→ **Short exercise 1**:
Select every line of the records that contains the word "wooden", where case counts.

→ **Selected excerpt**:
Yes, we are very purposely not going to put out sales or EBITDA on either one those, just given the materiality. But I think one way to think about it is, if you take mix topline and look at across the 30-plus locations it has, you end up with a number north of 100 million and that includes very large markets like Dallas, Houston, Denver and others, Nashville well below that in terms of scope and scale. And it’s the product mix at Nashville with Lumberman's more narrow than Boise’s oday. And again, we think that’s a great acquisition, but one of the reasons we really wanted to get into Nashville is its one of the faster growing markets in the country. We have been serving at with truck hauls out of our Memphis location, and we think we have got substantial opportunity to ramp up the topline revenue and EBITDA in the Nashville market. And similar story in southern Oregon. That gives us much better freight access in the Northern California, Nevada and the Southern Oregon. So again, the Norman acquisition will be relatively small in terms of the relative revenue impact, but we think it presents a good market opportunity for us in that part of the world.
And our next question comes from the line of [Kevin Mentor] from BMO Capital Markets. Your line is now open.
First question. I'm just curious. I mean, with this rally that we’ve seen in lumber prices and we have hit record levels on and see some of the grids, are you seeing engineered wood are gaining any market share from lumber?
This is Dan again. It's obviously the substitute product, and the higher price the lumber is the one that better it is to sell EWP. But I would say that our demand for EWP is very strong. It's maybe being impacted by that. But if we continued to have strong demand -- strong growth in EWP demand, particularly on the LVL side in spite of what lumber prices do.
Wood generally model LVL volumes slightly ahead of the single family starts. If you still think there is some penetration on the LVL side, with a number of the housing starts being in the southern U.S. or southeast, there is more slab on grade construction. So the penetration on [Indiscernible] is actually lagging single-family starts a little bit. And again, I think there is some substitution effect with lumber, but it's not a backend forth issues, it's a longer-term trend. And you will see some of the multifamily maybe swing based on price. But for most of that homebuilders, one’s they design with LVL or I-joist, it’s pretty sticky in both directions.
I think the key point there is that’s really, I-joist in particular is pretty mature product at this points. It's very sticky in both directions. So I wouldn’t expect the significant drop in I-joist if we saw a significant drop in lumber prices.
Second question. Relative to your expectations at the start of the quarter or at the end of last year looking out into Q1, what are the two or three things that you think kind of exceeded your expectations in Q1?

→ **Short exercise 2**:
Which wood products does the earnings-call excerpt mention by name? List each one once.

→ **Entries provided**:
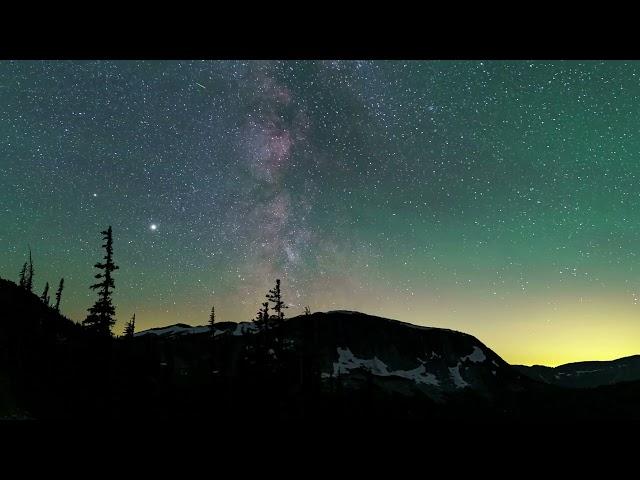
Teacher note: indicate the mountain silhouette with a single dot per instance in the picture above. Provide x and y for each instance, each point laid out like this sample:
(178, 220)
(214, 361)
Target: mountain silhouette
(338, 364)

...

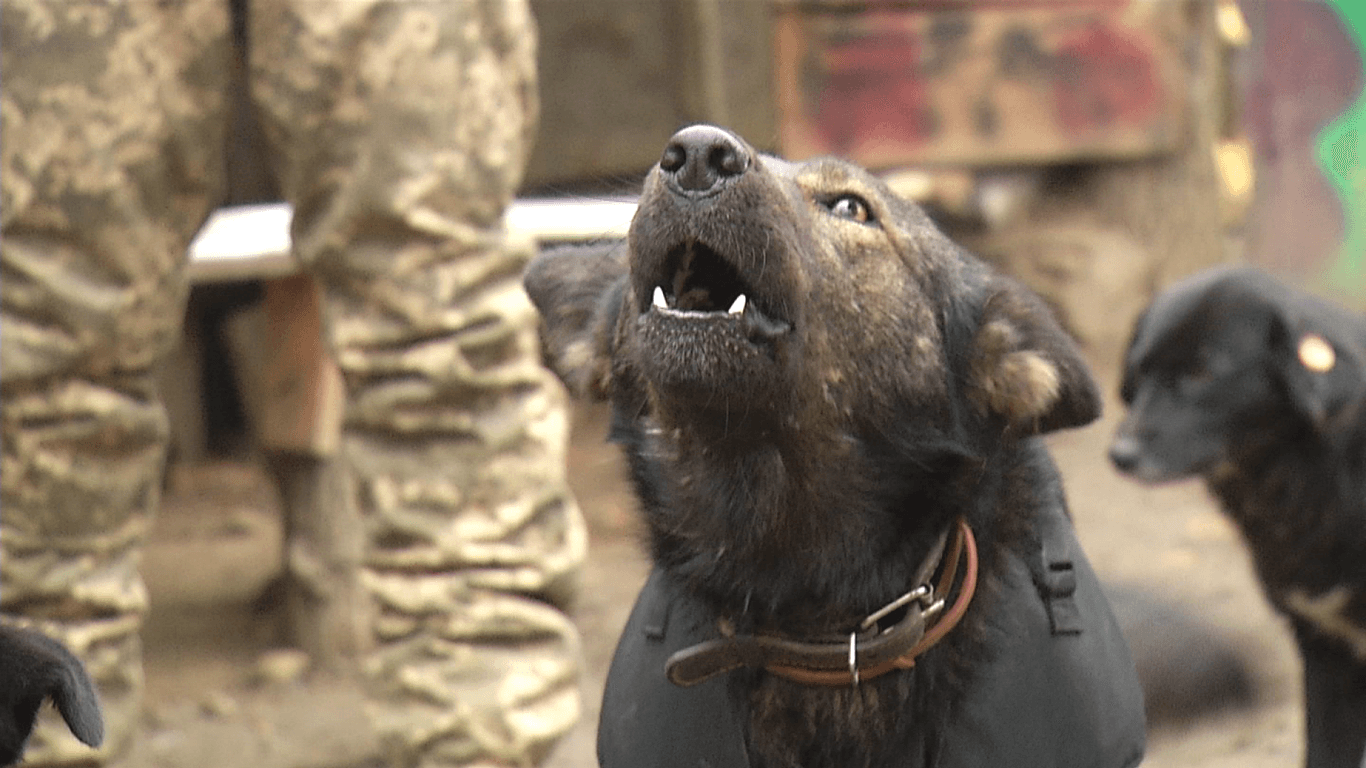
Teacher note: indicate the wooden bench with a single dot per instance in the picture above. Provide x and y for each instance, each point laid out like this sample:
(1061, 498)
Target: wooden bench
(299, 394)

--

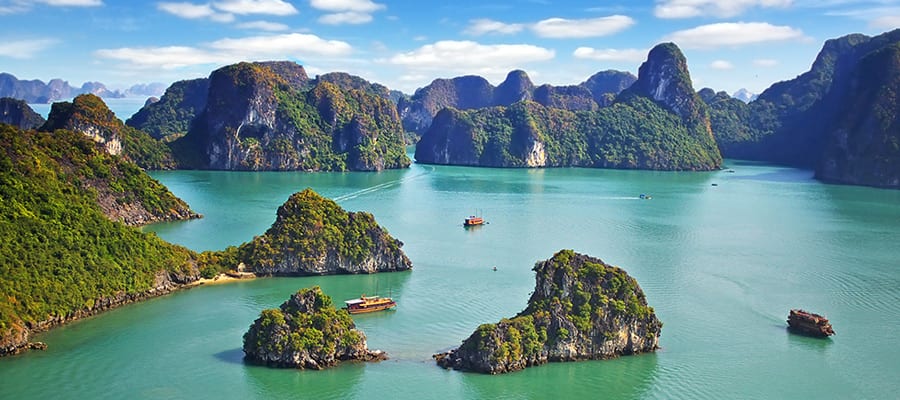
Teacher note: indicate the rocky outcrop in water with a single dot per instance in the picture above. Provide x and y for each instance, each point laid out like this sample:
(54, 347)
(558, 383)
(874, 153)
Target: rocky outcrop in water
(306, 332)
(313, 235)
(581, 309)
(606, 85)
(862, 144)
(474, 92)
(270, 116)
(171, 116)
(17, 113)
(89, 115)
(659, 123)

→ **Full output 1**:
Teacher note: indicate the wooden bench with a single dot per instance in the picture above. Provide x and y for each instance, each point laid out like this sample:
Target: wooden bench

→ **Full output 2**:
- Lumber
- Engineered wood (EWP)
- LVL
- I-joist